Task directions:
Copy out all of the material below, switching every "would welcome" to "would appreciate" and leaving everything else unchanged.

Extracted material:
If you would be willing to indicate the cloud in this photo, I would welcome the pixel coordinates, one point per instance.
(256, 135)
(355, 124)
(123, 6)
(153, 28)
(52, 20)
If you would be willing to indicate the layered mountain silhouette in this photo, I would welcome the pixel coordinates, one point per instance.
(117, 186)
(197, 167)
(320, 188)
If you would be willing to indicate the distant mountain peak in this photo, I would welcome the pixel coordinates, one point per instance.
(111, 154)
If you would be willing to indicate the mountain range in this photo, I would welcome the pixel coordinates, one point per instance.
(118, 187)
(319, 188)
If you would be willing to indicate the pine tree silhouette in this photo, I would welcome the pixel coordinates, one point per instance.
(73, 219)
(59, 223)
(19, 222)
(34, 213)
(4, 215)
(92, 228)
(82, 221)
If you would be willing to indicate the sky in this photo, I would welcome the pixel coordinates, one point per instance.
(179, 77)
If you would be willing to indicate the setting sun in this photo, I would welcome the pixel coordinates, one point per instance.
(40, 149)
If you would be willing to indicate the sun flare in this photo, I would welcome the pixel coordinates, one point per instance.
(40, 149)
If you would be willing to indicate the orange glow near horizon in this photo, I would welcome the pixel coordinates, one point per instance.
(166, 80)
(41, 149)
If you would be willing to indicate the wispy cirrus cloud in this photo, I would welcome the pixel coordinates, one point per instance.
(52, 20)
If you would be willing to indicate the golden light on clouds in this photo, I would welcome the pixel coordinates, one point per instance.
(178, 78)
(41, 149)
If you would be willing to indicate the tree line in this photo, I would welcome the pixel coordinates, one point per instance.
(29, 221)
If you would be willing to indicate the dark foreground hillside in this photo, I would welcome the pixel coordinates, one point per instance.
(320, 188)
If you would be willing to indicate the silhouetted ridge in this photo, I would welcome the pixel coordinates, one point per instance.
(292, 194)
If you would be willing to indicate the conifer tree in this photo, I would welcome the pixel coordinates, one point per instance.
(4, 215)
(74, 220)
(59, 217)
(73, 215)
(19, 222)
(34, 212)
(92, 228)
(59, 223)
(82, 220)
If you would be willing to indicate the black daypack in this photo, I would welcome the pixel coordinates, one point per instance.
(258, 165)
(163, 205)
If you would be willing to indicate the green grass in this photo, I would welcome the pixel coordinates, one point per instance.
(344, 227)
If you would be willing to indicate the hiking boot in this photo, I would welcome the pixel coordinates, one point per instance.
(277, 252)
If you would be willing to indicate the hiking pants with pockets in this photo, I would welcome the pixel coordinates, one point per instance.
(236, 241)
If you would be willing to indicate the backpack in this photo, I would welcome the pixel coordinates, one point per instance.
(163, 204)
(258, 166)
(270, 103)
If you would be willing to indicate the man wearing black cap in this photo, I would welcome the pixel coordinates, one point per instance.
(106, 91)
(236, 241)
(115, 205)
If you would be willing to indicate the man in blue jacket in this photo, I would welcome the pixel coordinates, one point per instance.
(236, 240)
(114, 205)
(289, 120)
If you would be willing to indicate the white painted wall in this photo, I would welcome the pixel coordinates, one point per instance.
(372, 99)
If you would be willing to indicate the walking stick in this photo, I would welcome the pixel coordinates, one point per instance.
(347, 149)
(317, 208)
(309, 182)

Output of the exercise:
If you would be willing to indicate the cloud in this photo, I would appreciate the pixel coordinates, one point per instance.
(256, 135)
(355, 124)
(123, 6)
(153, 28)
(52, 20)
If you would be willing to indicate the layered mountain silhouette in this photo, I would appreciate the pixel coordinates, one point per instance.
(117, 186)
(197, 167)
(320, 188)
If you would be willing to indicate the distant mountain peak in this photo, I would appreciate the pixel coordinates, one point per instance.
(111, 154)
If you would be willing to indicate the mountain range in this photo, I would appreciate the pixel coordinates, one point per instance.
(118, 187)
(319, 188)
If you would be willing to indicate the pine tree silhouette in this photo, I would appreciate the pixel coordinates, one point per instance.
(73, 219)
(59, 223)
(19, 222)
(34, 213)
(4, 215)
(92, 228)
(82, 221)
If you would be willing to indicate the sky in this photo, I would appreciate the pixel coordinates, one point per instance.
(179, 77)
If you would be willing to indicate the setting sun in this photo, I would appreciate the pixel coordinates, one point per instance.
(40, 149)
If you would be willing to indicate the sun flare in this photo, I would appreciate the pixel coordinates, one point per instance.
(40, 149)
If you would be willing to indicate the orange glow near horizon in this photo, I would appreciate the pixel coordinates, one point per instance.
(166, 80)
(41, 149)
If you would be willing to indicate the wispy cirrus cloud in this photo, I would appreciate the pixel coordinates, one point per instance.
(52, 20)
If you would be willing to indicate the golden light on clouds in this photo, I would appreciate the pixel coordinates, one point per instance.
(178, 78)
(41, 149)
If you would be willing to indicate the tree line in this photo, I would appreciate the pixel coordinates, one point per instance.
(29, 221)
If you would be willing to indicate the dark foreground hillside in this photo, I would appreciate the pixel coordinates, one point per instance.
(320, 188)
If you would be willing to indicate the silhouetted ridge in this photo, I would appreciate the pixel coordinates, one point per instance.
(292, 194)
If you would be willing to indicate the conifer tree in this photo, I would appreciate the pixel coordinates, one point per instance.
(4, 215)
(74, 220)
(59, 217)
(73, 215)
(19, 222)
(34, 212)
(92, 228)
(59, 223)
(82, 220)
If you would be willing to indicate the black daypack in this photo, I would appreciate the pixel coordinates, one point per instance.
(258, 165)
(163, 205)
If you would be willing to indicate the green grass in this photo, I would appreciate the pixel coordinates, one point per instance.
(344, 227)
If you would be willing to indicate the hiking boot in this photo, I would appreciate the pixel coordinates, one point per instance.
(277, 252)
If you would be willing to indicate the hiking pants with pockets in this photo, I would appreciate the pixel coordinates, one point per instance.
(236, 241)
If you would be willing to indicate the backpack in this photo, I would appreciate the pixel coordinates, one point per instance.
(163, 204)
(258, 166)
(270, 103)
If you would be willing to indicate the man wearing black cap in this photo, I would appreciate the pixel coordinates, one point per instance.
(106, 91)
(236, 241)
(115, 205)
If you would be willing to indicate the man in blue jacket in this photo, I would appreciate the pixel coordinates, one point per instance.
(236, 240)
(114, 205)
(289, 120)
If you would be willing to indicate the white painted wall in this photo, I would appreciate the pixel coordinates, one point per instance.
(372, 99)
If you would be willing to indicate the walking stick in this photo, I would appreciate the pixel coordinates, one point per instance.
(347, 149)
(317, 208)
(309, 182)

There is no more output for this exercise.